Selected extract:

* * * * * * *

The narrator of TV hit Come Dine with Me tells Roz Laws why he prefers anonymity to fame.

He is the main reason why millions of viewers regularly tune in to one of the most successful shows on television.

But you’ll only ever hear Dave Lamb narrating Come Dine With Me. He vows he would never appear on the show to be a contestant – mainly because he’s a terrible cook.

The Midland graduate is adamant: “It would simply not happen, I wouldn’t go on if you paid me £1 million.

“I don’t cook at all at home because my wife Nikki is so good at it. She has a chef’s qualification and is really passionate about food.

“When we were first going out, I invited her round for a meal. She took one mouthful of my mushroom stroganoff and pushed the plate away.

“That was quite rude and a very cheffy thing to do, and the end of my cooking career!”

When Dave started narrating the show back in 2005, he had no idea it would turn into almost a full-time job.

He thought it would last one series. He has now provided amusing comments to other people’s dinner parties for more than 800 episodes.

There are daily shows every teatime on Channel 4, plus a primetime show every Friday night and the occasional celebrity special.

There are more than 30 local productions in other countries, with everyone from America to even Iran signing up. In Germany it’s called Das Perfekte Dinner.

Dave’s latest project is a DVD, released on Monday, called Come Dine With Me: The Tasty Bits.

It features the best moments of outrageous behaviour, such as the woman in Preston who went to bed after serving the starter, leaving her guests to cook the rest of the meal themselves.

The rows and cock-ups are there, plus 30 minutes of unseen footage including scenes too rude for TV.

“There’s some pretty fruity stuff,” laughs Dave, who doesn’t write his script but often ad-libs as he watches the footage.

“There’s a lot of unusable filth from me that ends up on the cutting room floor. If you’re sitting in a dark studio for five hours, it’s good to keep morale up by throwing in the odd scandalous comment.”

Dave, 42, started his performing career at Warwick University where he studied philosophy and literature.

“I was actually supposed to do law, for which I needed an A and two Bs. But I got an E. My mum still made me ring up the university to see if I’d got in! I retook my A levels and was accepted for philosophy, though I had no idea what I wanted to do.

“I only started performing because of a bet I made with a girl on my course. She said she’d sing in the union if I went up for an acting part.”

* * * * * * *

Exercise input:
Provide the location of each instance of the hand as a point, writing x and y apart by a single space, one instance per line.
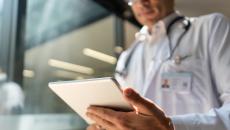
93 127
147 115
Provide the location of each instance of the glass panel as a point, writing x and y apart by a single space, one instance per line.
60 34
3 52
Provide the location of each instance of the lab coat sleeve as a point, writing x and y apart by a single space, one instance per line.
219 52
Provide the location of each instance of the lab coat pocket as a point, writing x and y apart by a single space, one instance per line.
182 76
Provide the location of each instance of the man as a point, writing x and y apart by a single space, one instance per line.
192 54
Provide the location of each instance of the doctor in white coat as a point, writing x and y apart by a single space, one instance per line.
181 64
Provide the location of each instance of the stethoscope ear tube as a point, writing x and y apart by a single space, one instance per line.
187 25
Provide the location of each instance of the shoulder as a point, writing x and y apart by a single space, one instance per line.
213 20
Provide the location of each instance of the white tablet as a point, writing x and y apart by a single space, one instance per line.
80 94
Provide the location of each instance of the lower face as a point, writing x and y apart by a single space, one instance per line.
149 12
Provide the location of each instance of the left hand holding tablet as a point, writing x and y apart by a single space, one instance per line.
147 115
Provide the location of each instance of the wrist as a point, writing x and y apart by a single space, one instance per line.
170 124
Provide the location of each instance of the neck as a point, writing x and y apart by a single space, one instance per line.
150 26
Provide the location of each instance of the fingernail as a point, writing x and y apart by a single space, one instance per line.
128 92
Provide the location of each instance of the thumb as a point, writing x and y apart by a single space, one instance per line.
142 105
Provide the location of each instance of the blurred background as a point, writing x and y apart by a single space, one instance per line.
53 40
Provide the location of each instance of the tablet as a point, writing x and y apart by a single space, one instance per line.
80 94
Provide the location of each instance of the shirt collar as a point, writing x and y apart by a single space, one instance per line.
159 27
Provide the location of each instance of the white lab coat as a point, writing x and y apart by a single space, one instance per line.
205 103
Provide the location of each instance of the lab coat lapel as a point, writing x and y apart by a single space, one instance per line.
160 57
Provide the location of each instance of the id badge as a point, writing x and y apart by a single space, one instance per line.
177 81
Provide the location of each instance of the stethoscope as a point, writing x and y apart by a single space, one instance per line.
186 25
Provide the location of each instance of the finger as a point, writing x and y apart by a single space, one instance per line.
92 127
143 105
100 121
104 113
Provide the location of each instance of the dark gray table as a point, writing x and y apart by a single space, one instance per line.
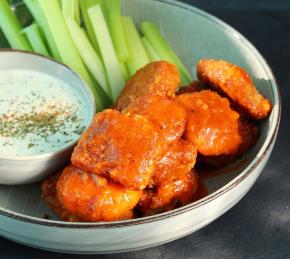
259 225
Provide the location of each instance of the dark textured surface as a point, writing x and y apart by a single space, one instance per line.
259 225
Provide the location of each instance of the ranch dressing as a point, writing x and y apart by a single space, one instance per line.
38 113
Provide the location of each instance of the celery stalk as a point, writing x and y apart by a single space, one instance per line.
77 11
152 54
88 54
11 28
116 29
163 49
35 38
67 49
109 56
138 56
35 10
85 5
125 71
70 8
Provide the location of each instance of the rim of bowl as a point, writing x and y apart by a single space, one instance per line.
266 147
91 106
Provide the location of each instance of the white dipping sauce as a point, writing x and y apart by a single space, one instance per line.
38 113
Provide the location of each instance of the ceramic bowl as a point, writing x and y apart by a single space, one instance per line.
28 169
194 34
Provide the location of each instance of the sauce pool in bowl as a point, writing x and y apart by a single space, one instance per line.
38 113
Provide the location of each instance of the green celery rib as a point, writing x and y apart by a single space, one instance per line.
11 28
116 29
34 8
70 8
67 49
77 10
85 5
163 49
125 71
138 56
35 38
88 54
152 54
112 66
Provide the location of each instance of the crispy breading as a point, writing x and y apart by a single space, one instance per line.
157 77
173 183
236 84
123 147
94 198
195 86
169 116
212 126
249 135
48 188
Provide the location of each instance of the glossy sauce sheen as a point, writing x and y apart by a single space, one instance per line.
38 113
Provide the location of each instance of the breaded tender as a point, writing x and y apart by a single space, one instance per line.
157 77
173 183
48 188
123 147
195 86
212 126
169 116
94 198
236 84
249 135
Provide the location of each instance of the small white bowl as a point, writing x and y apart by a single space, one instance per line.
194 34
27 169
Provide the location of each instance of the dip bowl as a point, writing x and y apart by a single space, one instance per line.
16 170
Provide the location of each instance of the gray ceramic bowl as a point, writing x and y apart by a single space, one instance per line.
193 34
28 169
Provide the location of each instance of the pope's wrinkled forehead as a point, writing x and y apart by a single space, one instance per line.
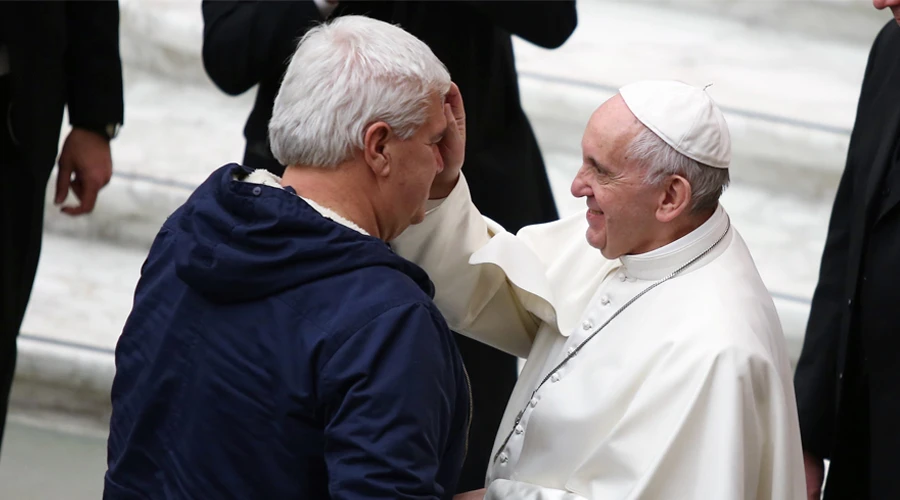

* * * * * * *

Set of tasks:
- A) In the records, rewrite everything from the line with "Provide the location of each instance of the small" through the end of the records as a JSON list of strings, one string per line and no blank lines. Omit the pictures.
- B) Extend the article about the narrator of Come Dine With Me beyond its final sentence.

Response list:
- A)
[
  "Provide the location of each instance of the small white bowl as a point, writing x and y apart by a single space, one instance per line.",
  "194 34",
  "27 169",
  "Provide the location of each instance of the dip bowl as a point, writing x and y apart by a single space, one instance per line.",
  "16 170",
  "Provide the location of each instance of the gray ceramic bowl as a point, writing x and y apart by a single space, one instance per line.",
  "193 34",
  "28 169",
  "Provide the location of each instance of the pope's wrinkled forehead as a point, writing x and y apart by a single space, one instance per line."
]

- B)
He won the role and, with five other male students, formed a comedy troupe called The Cheese Shop.

“We did a half-hour show on campus radio every week, broadcast to eight or nine students,” says Dave. He’s being rather too modest – actually they went on to have three series of a Radio 4 sketch show.

Dave often returns to the Midlands as he’s the director of Warwick-based radio company Top Dog Productions.

It made the Radio 4 sitcom The Music Teacher and is currently recording Railings and Spikes, a four-part comedy about two brothers.

Dave has appeared in plenty of TV comedy shows from his debut as the token white man in Goodness Gracious Me. His credits include Dark Ages, Rhona, The Armstrong & Miller Show and The Life and Times of Vivienne Vyle. Most recently he played a scriptwriter in Moving Wallpaper, while he’s also been a bailiff in EastEnders.

But these appearances have yet to make him a familiar face to the general public, even if, he admits, they sometimes “look at me a bit oddly”.

You would have thought he would be recognised far more as soon as he opens his mouth – yet his normal voice sounds very different from his heightened, sarcastic, narrator’s one.

“It’s very nice to be anonymous and I want to keep it that way,” he says.

But, despite Dave’s protestations that he’s not a celebrity, there are, at the last count, 106,190 members of the Facebook page proclaiming that he is a “legend”.

Recent comments include: “The only reason people watch Come Dine With Me is because of you” and “If I could have anything from Santa, it would be you narrating my life.”

Dave has a Twitter account (@Therealdavelamb) but says: “I don’t go on Facebook any more as it’s a bit overwhelming. The nice and the nasty things are equally disturbing.

“Someone had written some text over my face which wasn’t very nice. People can get very aggressive about mispronunciation. One man told me I was saying ‘dauphinoise’ wrong, so I changed it.

“One of the amusing things about Come Dine With Me is the way people can’t pronounce words on the menus, considering it’s a show about food.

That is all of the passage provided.